# 読解文:
.....
ケガや故障は、できれば避けて通りたいものですが、芸術家はパフォーマンスを追及するあまりカラダを酷使してしまいがち。ケガは他人ごとではありませんね。だからこそ、身体に痛みや違和感など感じた時には、目をそむけず、”早く””適切に”対処する必要があります。その対処が、その後の回復の早さや、パフォーマンスの質を落とさないことにつながるのです。
故障かな?ケガかな?と思ったら
まずは応急処置から
痛みや違和感を感じたら、まずは応急処置(芸術家なら知っておきたいシリーズVol.1参照)を行います。痛みがひかない場合や、違和感が何日も続くようなときは、医療機関を受診しましょう。
診察・治療のときに「伝えること」&「確認すること」
例えば、骨折の場合。オフィスワーカーも、芸術家も、基本的な治療やリハビリ法は同じかもしれませんが、固定法の工夫や今後の過ごし方に対する心構えについての指導は、大きく違ってきます。骨がくっつけば骨折は治ったことになり、デスクワークに支障はありませんが、パフォーマンスに必要な筋力や、関節可動域(関節の動く範囲)をケガする前と同じレベルに戻したり、左右差を解消するためには、そこからさらに努力が必要なのは容易に想像がつきますね。
「聞かれなければ言わない、問わない」というのでは、パフォーマンスに復帰したいあなたの意思は通じません。積極的に状況や希望を伝えて、目標が定められるように、右表のことはしっかり伝え、確認しましょう。
伝えること
- 受傷状況
いつ(いつから)・どのような状況・何をやってどうなったか - 仕事への影響
どのような仕事で・そのケガがどんな支障になるか(何ができれば治ったと思えるか)・休める状況か
確認すること
- どんな怪我なのか
(捻挫なのか?骨折なのか?肉離れなのか?) - 重症なのか?軽症なのか?
- 一般的にどれくらいで治るものなのか?
- (治るまで)やってはいけないことはあるのか?
あなたの身体を作るのは、あなた自身
リハビリは、専門のトレーナーなどについて効率よく行うこともできますが、時間的・金銭的に余裕がなければ、治療にあたった先生に、自分で取り組むべきことを聞いてみるとよいでしょう。特に、「スポーツドクター」の資格を持つ医師は、スポーツをする人々の健康管理や、スポーツ障害に対する予防、治療等を行っていますので、スポーツ選手同様、カラダを日常生活以上のレベルで使うパフォーマーについても理解が深いかもしれませんので、医師を探すときには目安になるでしょう。
参考:「スポーツドクター」の検索
日本体育協会 http://www.japan-sports.or.jp/doctor/
そして、一番大切なことは、どう取り組むかは、あなた次第ということです。どんな指導を受けても、実行しなければ、身体は変わりません。思いっきりパフォーマンスに集中できるカラダを作れるのはあなただけなのです。
.....
# 理解度チェック:
1. ケガの対処についての文章では、痛みがひかない場合や違和感が何日も続くときにどうするよう勧めているか。
2. ケガの対処についての文章を、最後の文のあとから書き継ぐこと。
エントリーは参照しなくてよい。
.....
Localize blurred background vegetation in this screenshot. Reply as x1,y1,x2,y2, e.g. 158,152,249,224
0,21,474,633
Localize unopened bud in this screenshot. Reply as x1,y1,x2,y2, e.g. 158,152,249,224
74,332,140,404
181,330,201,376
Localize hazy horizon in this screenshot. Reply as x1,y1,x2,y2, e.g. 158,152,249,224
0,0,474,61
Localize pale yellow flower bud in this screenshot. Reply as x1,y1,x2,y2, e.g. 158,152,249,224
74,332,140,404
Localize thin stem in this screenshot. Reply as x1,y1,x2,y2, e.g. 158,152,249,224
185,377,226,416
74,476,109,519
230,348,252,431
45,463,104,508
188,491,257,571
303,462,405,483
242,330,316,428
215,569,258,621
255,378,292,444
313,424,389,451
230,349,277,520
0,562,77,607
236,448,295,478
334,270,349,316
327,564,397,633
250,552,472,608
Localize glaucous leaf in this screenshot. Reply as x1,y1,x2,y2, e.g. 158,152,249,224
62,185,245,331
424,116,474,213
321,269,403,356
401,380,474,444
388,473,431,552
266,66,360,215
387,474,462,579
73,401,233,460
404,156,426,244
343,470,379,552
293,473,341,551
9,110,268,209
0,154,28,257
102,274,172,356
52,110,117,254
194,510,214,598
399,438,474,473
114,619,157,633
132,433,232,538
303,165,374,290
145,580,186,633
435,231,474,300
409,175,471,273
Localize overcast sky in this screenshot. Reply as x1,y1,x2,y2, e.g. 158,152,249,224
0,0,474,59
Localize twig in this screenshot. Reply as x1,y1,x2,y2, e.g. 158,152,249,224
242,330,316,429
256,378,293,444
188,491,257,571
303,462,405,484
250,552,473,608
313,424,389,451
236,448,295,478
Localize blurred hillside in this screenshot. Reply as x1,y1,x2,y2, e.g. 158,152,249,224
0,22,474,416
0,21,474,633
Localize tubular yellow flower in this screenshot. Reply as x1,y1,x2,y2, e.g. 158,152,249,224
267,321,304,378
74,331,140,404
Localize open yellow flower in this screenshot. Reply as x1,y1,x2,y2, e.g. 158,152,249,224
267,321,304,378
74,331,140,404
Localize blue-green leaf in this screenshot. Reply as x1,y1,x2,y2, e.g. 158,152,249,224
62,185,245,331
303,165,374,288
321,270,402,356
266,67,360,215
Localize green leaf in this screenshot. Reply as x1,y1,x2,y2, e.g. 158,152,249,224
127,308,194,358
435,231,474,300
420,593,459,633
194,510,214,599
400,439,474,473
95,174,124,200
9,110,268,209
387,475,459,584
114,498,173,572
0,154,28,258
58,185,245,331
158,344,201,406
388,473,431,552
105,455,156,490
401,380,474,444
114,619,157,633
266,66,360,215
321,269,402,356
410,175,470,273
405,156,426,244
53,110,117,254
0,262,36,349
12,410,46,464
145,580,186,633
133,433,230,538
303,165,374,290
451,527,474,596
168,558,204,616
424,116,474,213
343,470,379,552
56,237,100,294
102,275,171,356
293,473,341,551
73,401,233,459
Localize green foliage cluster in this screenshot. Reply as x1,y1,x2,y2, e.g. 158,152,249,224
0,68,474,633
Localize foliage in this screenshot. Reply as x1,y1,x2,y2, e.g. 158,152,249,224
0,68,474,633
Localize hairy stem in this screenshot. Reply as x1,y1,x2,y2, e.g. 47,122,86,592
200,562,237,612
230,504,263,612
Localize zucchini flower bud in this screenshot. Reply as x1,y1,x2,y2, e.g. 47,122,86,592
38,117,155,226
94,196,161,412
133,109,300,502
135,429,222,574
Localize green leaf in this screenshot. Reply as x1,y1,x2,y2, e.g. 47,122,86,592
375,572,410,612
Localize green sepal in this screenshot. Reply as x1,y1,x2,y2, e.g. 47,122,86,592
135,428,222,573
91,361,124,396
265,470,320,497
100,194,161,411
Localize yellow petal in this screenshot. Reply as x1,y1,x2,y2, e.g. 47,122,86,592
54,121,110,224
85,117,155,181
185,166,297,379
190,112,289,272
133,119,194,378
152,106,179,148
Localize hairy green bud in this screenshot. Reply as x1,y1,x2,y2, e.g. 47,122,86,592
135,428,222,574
.....
# 番号別の解答:
1. 医療機関を受診する。

2.
自分に必要な治療・施術を選ぼう
芸術家が、痛みや不調を「何とかしたい」と思ったときには、病院だけでなく、さまざまな形態の治療院などを利用しています(「芸術家の健康に関する実態・ニーズ調査」2007年より)。どこを選ぶかは、症状、仲間の紹介、芸術家を多くみている先生かどうか、自分との相性、通いやすさなどポイントはいくつかありますが、それぞれどんな治療・施術をするところなのか、知っておきましょう。ここでは、前出の調査で芸術家が治療のために通った施設(または手技)上位6種を紹介します。
病院・診療所・クリニック
「医師」が診察・治療など医療行為をおこなう。レントゲンやMRI検査ができる(検査の種類は施設による)。リハビリでは、「理学療法士」や「作業療法士」が、手術や障害で落ちてしまった機能を回復させるための指導を行う。特殊な治療以外は、健康保険の対象。
鍼・灸治療院
「鍼灸師」(国家資格)によって鍼を打ったりもぐさを燃焼させることで経穴(ツボ)に刺激を加えて、不調を改善させる東洋医学による施術。健康保険の対象になるのは、神経痛やリウマチ、腰痛症など6種類の病気で、かつ「医師」の同意書がある場合のみ。
整骨院・接骨院
「柔道整復師」(国家資格)によって、打撲、捻挫、挫傷(筋、腱の損傷)、骨折、脱臼に対して施術を行う、健康保険対象の施術。柔道整復とは、日本古来の医術「柔術」の活法を基本とし怪我人を回復させる技術をもとに発展した手技療法。
整体治療院
「整体師」による民間療法。骨格、筋肉、経絡などに働きかける手技で、筋肉の緊張をほぐしたり、血行をよくし、症状の改善をはかる。その手法はさまざま。健康保険の対象外。
カイロプラクティック
「カイロプラクター」または「カイロプラクティショナー」の手技によって骨格のゆがみを調整し、自然治癒力を高め、不調の改善をはかる民間療法。健康保険の対象外。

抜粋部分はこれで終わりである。